* [ПЕРЕЧЕНЬ ЗАДАНИЙ]
1) Где, согласно исходному тексту, Битлы начинали как хулиганы тэдди бойз?
2) Процитируйте фрагмент исходного текста, начиная со слов «Из почвы, удобренной» и продолжая вплоть до слов «и написал Револьвер….».

* [ИСХОДНЫЙ ТЕКСТ]
»»

В общем, когда рок-н-роллом стали увлекаться массы, шоу бизнес, уже тогда круто небескорыстный, понял, что с бунтарства можно стричь купоны. И завёл свою ферму сладкоголосых мальчиков в обёртке рок-н-ролла. Вообще-то «rock-n-roll» – это хитрое движение во время полового акта. И «рок-н-ролл» – это танцы на грани дозволенной публичной близости. Грязные танцы…на грани возможности секса. А сама возможность секса, особенно в его отсутствии, будоражит в сто раз больше, чем банально запланированный трах. Воздержание усиливает желание.
Из почвы, удобренной идеями свободного, ничем не обременённого, познания, из семян двух потерянных поколений, под флагом безопасного бунтарства родилось противостояние ПОТРЕБИТЕЛЬСТВУ. Битлы тоже начинали как хулиганы тэдди бойз в занюханном клубе в Гамбурге, но с приобретением продюсера, выпнули барабанщика и надели благообразные пиджаки. Познали славу и деньги… но в 65м Джон стал напрягаться, познакомился с Бобом Дилланом, попробовал ЛСД и написал Револьвер….
Задавленное в 50-х движение «левых», идеи свободы на фоне почти тюремной замкнутости одноэтажной Америки, всходили бурным цветом, обильно удобряемые поп-музыкой. Эта молодёжь не хотела жить в кредит. Она хотела жить здесь и сейчас. Жить не так скучно и банально, как их родители. Отцы не понимали длинноволосых сыновей, матери не могли принять желание свободы дочерей. Проблема «отцов и детей» всегда была, есть и будет. Но бывают эпохи, когда….это нереально бесит благоразумных.
И вот к середине 60-х благоразумные ушли на войну с Вьетнамом, неблагоразумные примкнули к левым, отрастили волосы, и, как ответ на рациональную American dream, стали тусоваться, свободно мыслить, расширять сознание наркотиками и бороться за окончание вьетнамской войны. Затем пришли разочарованные с Вьетнама, став непризнанным третьим потерянным мини поколением. И они не понимали этих беснующихся мажоров.
А это было не беснование, это были – хиппи. Хиппи – это проросшие семена битников, дети свободы. Для современных нас они – цветастые, волосатые, обдолбавшиеся придурки, из мезозойской эры молодости «Мам-папы». Но для своей эпохи они были теми, кто «ужас_какой_модный». Основные, теоретические идеи хиппи были очень хорошими. Типа «Любить, а не воевать», «Сила цветов», «Я никого не хочу победить», «Познай себя» и т.д.

««

* [ПРЕДОСТАВЛЕННЫЕ ДАННЫЕ]
»»

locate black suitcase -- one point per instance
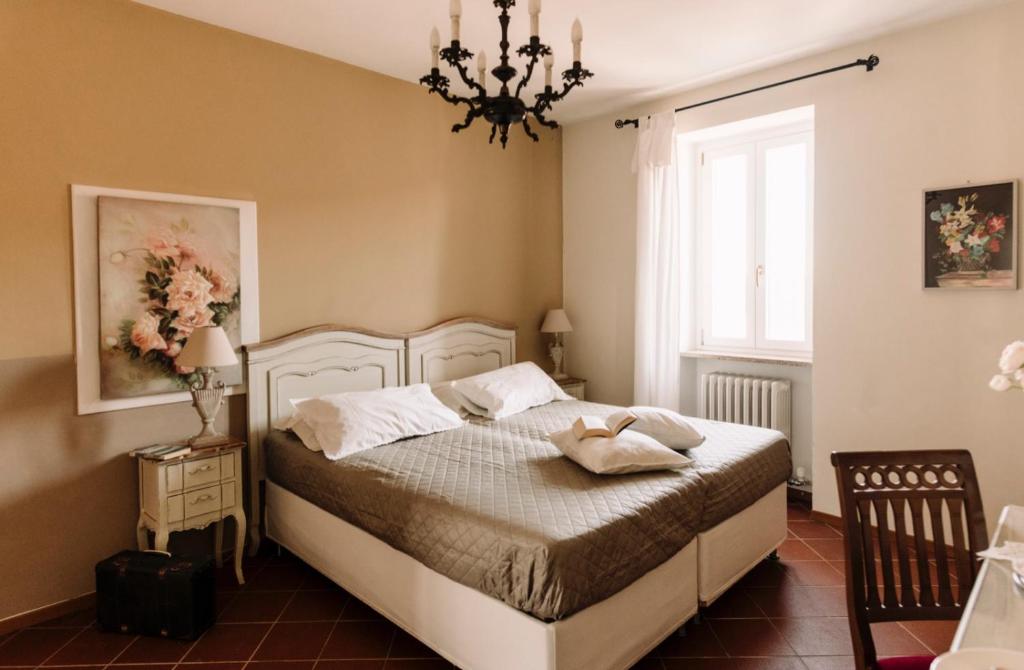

««

* [ПИСЬМЕННЫЕ ОТВЕТЫ]
1) В клубе в Гамбурге.

2)
Из почвы, удобренной идеями свободного, ничем не обременённого, познания, из семян двух потерянных поколений, под флагом безопасного бунтарства родилось противостояние ПОТРЕБИТЕЛЬСТВУ. Битлы тоже начинали как хулиганы тэдди бойз в занюханном клубе в Гамбурге, но с приобретением продюсера, выпнули барабанщика и надели благообразные пиджаки. Познали славу и деньги… но в 65м Джон стал напрягаться, познакомился с Бобом Дилланом, попробовал ЛСД и написал Револьвер….